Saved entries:
=======

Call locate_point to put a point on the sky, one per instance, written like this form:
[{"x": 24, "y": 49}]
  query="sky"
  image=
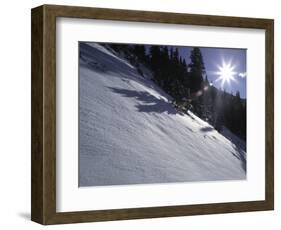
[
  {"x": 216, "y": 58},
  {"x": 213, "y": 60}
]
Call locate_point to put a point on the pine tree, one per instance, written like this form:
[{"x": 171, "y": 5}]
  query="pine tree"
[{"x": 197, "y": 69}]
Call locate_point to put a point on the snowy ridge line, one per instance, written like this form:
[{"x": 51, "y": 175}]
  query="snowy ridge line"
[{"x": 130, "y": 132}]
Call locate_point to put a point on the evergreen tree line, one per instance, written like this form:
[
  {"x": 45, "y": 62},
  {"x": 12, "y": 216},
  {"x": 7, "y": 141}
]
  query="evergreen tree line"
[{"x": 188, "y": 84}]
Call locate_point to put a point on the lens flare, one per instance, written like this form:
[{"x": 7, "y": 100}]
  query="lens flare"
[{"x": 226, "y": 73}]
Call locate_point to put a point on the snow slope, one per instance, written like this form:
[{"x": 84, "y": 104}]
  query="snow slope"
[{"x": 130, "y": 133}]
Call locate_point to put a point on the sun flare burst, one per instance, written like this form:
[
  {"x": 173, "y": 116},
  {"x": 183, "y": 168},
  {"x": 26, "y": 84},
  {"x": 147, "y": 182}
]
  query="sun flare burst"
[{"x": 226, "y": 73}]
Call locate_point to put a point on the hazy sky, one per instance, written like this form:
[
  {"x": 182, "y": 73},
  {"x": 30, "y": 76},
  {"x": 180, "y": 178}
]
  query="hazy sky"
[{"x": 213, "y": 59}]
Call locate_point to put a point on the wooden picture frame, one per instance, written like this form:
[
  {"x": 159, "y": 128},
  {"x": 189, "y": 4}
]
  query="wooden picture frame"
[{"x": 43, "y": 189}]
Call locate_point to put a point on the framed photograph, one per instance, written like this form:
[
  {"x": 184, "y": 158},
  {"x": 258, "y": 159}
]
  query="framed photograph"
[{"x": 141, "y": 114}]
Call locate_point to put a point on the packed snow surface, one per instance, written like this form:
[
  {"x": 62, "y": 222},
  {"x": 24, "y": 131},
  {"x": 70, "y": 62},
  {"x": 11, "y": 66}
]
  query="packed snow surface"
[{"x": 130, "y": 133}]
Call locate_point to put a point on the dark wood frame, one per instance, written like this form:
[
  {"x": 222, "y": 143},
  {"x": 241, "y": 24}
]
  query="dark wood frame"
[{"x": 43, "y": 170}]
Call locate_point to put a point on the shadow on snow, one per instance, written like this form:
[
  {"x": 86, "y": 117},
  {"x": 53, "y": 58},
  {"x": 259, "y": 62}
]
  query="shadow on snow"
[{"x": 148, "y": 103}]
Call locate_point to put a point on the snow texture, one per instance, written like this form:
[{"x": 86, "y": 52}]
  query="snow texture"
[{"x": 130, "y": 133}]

=======

* Work task: Give back all of the entries above exactly, with the pictures excluded.

* Reply to the exercise:
Call locate_point to put a point on the sky, one per instance, written like this form:
[{"x": 24, "y": 49}]
  query="sky"
  image=
[
  {"x": 216, "y": 58},
  {"x": 213, "y": 60}
]
Call locate_point to put a point on the pine tree, one per instance, written like this form:
[{"x": 171, "y": 5}]
  query="pine tree"
[{"x": 197, "y": 69}]
Call locate_point to put a point on the snowy ridge line, one per instance, written like this form:
[{"x": 51, "y": 175}]
  query="snowy ridge line"
[{"x": 130, "y": 132}]
Call locate_point to put a point on the evergreen tree line, one per instance, written like this form:
[
  {"x": 45, "y": 62},
  {"x": 12, "y": 216},
  {"x": 7, "y": 141}
]
  query="evergreen tree line"
[{"x": 188, "y": 84}]
Call locate_point to put a point on the lens flare, one per instance, written like this form:
[{"x": 7, "y": 100}]
  query="lens flare"
[{"x": 226, "y": 73}]
Call locate_point to put a point on the snow slope, one per instance, written like this form:
[{"x": 84, "y": 104}]
  query="snow slope"
[{"x": 130, "y": 133}]
Call locate_point to put a point on the sun flare burst, one per instance, written like this form:
[
  {"x": 173, "y": 116},
  {"x": 183, "y": 168},
  {"x": 26, "y": 84},
  {"x": 147, "y": 182}
]
  query="sun flare burst"
[{"x": 226, "y": 73}]
Call locate_point to put a point on the hazy sky, one per instance, written like this form:
[
  {"x": 182, "y": 73},
  {"x": 30, "y": 76},
  {"x": 180, "y": 178}
]
  query="hazy sky"
[{"x": 213, "y": 59}]
Call locate_point to put a point on the wooden picture frame, one per instance, written like this form:
[
  {"x": 159, "y": 128},
  {"x": 189, "y": 4}
]
  query="wooden picture frame"
[{"x": 43, "y": 189}]
Call locate_point to put a point on the framed photograph, one per instance, written like this form:
[
  {"x": 184, "y": 158},
  {"x": 258, "y": 159}
]
  query="framed photograph"
[{"x": 141, "y": 114}]
Call locate_point to put a point on the packed snow surface, one per instance, written like this form:
[
  {"x": 62, "y": 222},
  {"x": 24, "y": 131},
  {"x": 70, "y": 62},
  {"x": 11, "y": 66}
]
  query="packed snow surface"
[{"x": 130, "y": 133}]
Call locate_point to put a point on the dark wood frame, one per instance, written like this form:
[
  {"x": 222, "y": 143},
  {"x": 241, "y": 24}
]
  query="dark wood frame"
[{"x": 43, "y": 170}]
Call locate_point to put a point on the shadow on snow, one per instance, written like this form:
[
  {"x": 86, "y": 117},
  {"x": 53, "y": 58},
  {"x": 259, "y": 62}
]
  query="shadow on snow"
[{"x": 148, "y": 103}]
Call locate_point to put a point on the snow texture, one per instance, written like this form:
[{"x": 86, "y": 52}]
  query="snow texture"
[{"x": 130, "y": 133}]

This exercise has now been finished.